# Ziel:
Kannst du aus dem Text über Netzgemeinschaft und partizipative Kultur die Stelle von „In den Beiträgen zur Netzgemeinschaft und“ bis „und Gesellschaft geht.“ wörtlich wiedergeben?

===== Vorliegender Text

In den Beiträgen zur Netzgemeinschaft und zur partizipativen Kultur geht es weniger um besondere Erscheinungen, mehr um zentrale Eigenschaften im sozialen Charakter des Internets: Die bedeutende Innovation liegt im Wechsel vom passiven Medienkonsum  zur Kollaboration, wo jeder selber Inhalte veröffentlichen kann, in der Möglichkeit der Teilnahme und Vernetzung. Hier sehe ich selber das Konzept der Tribes – Menschen, die über eine gemeinsame Leidenschaft oder Idee miteinander verbunden sind – als geeigneter zur Analyse von Online-Vergemeinschaftungen an als andere. Sehr interessant ist schließlich die Verweis auf Kommunikative Figurationen im Beitrag von Jan Schmidt – ein Begriff aus der Soziologie von Norbert Elias (im Beitrag zu Netiquette bezieht sich Patrick Breitenbach ebenfalls auf ihn), bei dem es um die Interdependenz von Individuum und Gesellschaft geht.

==========
===== Erfasste Angaben

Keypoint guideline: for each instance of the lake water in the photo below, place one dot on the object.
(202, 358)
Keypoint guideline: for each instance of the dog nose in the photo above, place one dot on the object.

==========

# Schriftliche Antwort:
In den Beiträgen zur Netzgemeinschaft und zur partizipativen Kultur geht es weniger um besondere Erscheinungen, mehr um zentrale Eigenschaften im sozialen Charakter des Internets: Die bedeutende Innovation liegt im Wechsel vom passiven Medienkonsum  zur Kollaboration, wo jeder selber Inhalte veröffentlichen kann, in der Möglichkeit der Teilnahme und Vernetzung. Hier sehe ich selber das Konzept der Tribes – Menschen, die über eine gemeinsame Leidenschaft oder Idee miteinander verbunden sind – als geeigneter zur Analyse von Online-Vergemeinschaftungen an als andere. Sehr interessant ist schließlich die Verweis auf Kommunikative Figurationen im Beitrag von Jan Schmidt – ein Begriff aus der Soziologie von Norbert Elias (im Beitrag zu Netiquette bezieht sich Patrick Breitenbach ebenfalls auf ihn), bei dem es um die Interdependenz von Individuum und Gesellschaft geht.